JOB:
Rewrite the whole listing below, swapping "record the position" for "note the coordinates" wherever it occurs. Leave everything else unchanged.

DATASET ENTRIES:

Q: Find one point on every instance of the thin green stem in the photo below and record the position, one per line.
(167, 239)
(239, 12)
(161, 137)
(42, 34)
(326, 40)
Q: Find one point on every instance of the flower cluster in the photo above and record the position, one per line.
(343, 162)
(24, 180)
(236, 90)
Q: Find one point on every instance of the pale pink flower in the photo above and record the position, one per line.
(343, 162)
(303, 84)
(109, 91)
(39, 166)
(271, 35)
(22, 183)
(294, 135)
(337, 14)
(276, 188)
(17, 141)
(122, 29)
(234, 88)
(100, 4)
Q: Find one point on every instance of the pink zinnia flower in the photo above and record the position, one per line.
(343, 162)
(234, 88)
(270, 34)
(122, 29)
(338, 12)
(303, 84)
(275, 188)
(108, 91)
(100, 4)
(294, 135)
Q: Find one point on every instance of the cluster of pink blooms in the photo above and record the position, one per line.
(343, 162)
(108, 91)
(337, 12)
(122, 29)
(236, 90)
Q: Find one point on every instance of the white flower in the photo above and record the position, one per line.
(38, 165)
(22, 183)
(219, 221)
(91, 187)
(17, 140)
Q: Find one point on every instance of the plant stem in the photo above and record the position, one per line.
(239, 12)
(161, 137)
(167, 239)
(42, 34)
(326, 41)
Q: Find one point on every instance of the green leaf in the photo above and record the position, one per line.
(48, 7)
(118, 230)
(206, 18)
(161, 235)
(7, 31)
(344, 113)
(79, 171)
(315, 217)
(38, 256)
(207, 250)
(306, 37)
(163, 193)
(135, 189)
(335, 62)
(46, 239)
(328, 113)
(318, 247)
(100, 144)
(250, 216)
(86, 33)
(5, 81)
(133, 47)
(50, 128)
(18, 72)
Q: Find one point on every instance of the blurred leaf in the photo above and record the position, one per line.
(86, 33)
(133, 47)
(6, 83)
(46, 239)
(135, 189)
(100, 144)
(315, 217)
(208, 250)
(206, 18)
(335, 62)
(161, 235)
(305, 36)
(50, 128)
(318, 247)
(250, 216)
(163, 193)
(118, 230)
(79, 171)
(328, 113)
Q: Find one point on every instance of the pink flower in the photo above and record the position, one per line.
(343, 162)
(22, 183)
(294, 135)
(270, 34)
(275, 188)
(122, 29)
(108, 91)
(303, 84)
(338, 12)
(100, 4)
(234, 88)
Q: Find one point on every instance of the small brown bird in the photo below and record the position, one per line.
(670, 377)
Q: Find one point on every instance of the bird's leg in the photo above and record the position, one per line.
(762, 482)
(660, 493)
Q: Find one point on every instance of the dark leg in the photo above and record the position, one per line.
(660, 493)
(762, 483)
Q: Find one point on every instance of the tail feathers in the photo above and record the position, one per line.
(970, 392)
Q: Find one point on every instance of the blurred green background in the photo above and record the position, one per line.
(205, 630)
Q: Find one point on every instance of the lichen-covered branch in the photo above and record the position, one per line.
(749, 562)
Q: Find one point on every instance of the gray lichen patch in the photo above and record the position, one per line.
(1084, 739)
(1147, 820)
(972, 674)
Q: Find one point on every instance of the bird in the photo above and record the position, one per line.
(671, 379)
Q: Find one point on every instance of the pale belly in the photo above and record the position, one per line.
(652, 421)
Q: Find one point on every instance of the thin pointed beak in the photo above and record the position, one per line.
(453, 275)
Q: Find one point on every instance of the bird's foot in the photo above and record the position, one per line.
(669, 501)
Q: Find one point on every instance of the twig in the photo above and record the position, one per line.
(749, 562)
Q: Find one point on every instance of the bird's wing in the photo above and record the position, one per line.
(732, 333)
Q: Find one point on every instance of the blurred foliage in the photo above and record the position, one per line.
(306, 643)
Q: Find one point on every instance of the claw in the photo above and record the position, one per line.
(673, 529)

RESPONSE BELOW:
Q: Find one point on every instance of the thin green stem in the photo below and note the coordinates, one per line.
(167, 239)
(239, 12)
(161, 137)
(42, 34)
(326, 40)
Q: Find one point on every instance of the flower cluster in the photo above and note the coordinates, one per line.
(343, 162)
(24, 180)
(236, 90)
Q: Find one point on every instance of the pale pink flower in the photo above and note the coordinates, one per line.
(343, 162)
(303, 84)
(109, 91)
(39, 166)
(271, 35)
(22, 183)
(294, 135)
(337, 14)
(276, 188)
(17, 141)
(122, 29)
(234, 88)
(100, 4)
Q: Find one point on every instance of the pink zinnia flower in the photo above and note the coordinates, one per line.
(343, 162)
(234, 88)
(270, 34)
(122, 29)
(338, 12)
(303, 84)
(275, 188)
(108, 91)
(100, 4)
(294, 135)
Q: Find one point on every instance of the cluster of pink blooms in the photo above and note the coordinates, one per line.
(343, 162)
(108, 91)
(337, 12)
(122, 29)
(236, 90)
Q: Find one point on every instance of the white flower in the photo above and note the coordinates, one per line.
(38, 165)
(22, 183)
(219, 221)
(91, 187)
(17, 140)
Q: Find one point on every instance of the plant stem in the photo above and note the coordinates, one per line.
(239, 12)
(161, 137)
(167, 239)
(42, 34)
(326, 41)
Q: Find one point on every instance of the green leaf in the photo above and note the coordinates, one per line.
(48, 7)
(118, 230)
(206, 18)
(161, 235)
(7, 31)
(344, 113)
(79, 171)
(315, 217)
(38, 256)
(207, 250)
(306, 37)
(163, 193)
(135, 189)
(335, 62)
(46, 239)
(328, 113)
(318, 247)
(100, 144)
(250, 216)
(86, 33)
(5, 81)
(133, 47)
(50, 128)
(18, 72)
Q: Find one point on every instance of the blurred leaf in the photo above and note the coordinates, one per line.
(86, 33)
(133, 47)
(6, 83)
(46, 239)
(135, 189)
(100, 144)
(315, 217)
(208, 250)
(206, 18)
(335, 62)
(161, 235)
(305, 36)
(50, 128)
(318, 247)
(250, 216)
(163, 193)
(118, 230)
(79, 171)
(328, 113)
Q: Find one point on every instance of the pink flower in the photo above and note the coordinates, one per line.
(343, 162)
(22, 183)
(294, 135)
(270, 34)
(275, 188)
(122, 29)
(108, 91)
(303, 84)
(338, 12)
(100, 4)
(234, 88)
Q: Find one point on every instance of the small brown bird in the photo below and note the coordinates, one per line.
(670, 377)
Q: Find one point on every instance of the bird's leg in the photo above and note the coordinates, one per line.
(762, 482)
(660, 493)
Q: Find one point on every instance of the dark leg in the photo above and note the coordinates, one per line.
(660, 493)
(762, 483)
Q: Find one point on every instance of the tail feathers in the photo above and note the coordinates, one per line.
(970, 392)
Q: Find one point on every instance of the blurred green background in the photo above and note the coordinates, one per line.
(205, 630)
Q: Find one point on every instance of the lichen-covered branch in the photo above and note the coordinates, one per line.
(749, 562)
Q: Find one point on every instance of the gray lichen patch in the photo above and note the coordinates, one per line.
(1084, 739)
(1147, 820)
(972, 674)
Q: Find one point on every instance of the bird in the photo above and note the coordinates, one per line.
(671, 379)
Q: Find one point on every instance of the pale belly in the photo above and note the coordinates, one per line.
(652, 421)
Q: Find one point on every instance of the thin pointed beak in the photo above and note the coordinates, one per line.
(453, 275)
Q: Find one point on every instance of the bird's foot in the photo above and note the coordinates, one per line.
(669, 501)
Q: Find one point on every instance of the twig in the photo above and note the coordinates, one per line.
(749, 562)
Q: Find one point on every instance of the bird's wing in the photo above and note the coordinates, one per line.
(732, 333)
Q: Find one point on every instance of the blurred foliage in the photo above and note the coordinates, one per line.
(306, 643)
Q: Find one point on every instance of the claw in the photo above and note the coordinates, one per line.
(673, 529)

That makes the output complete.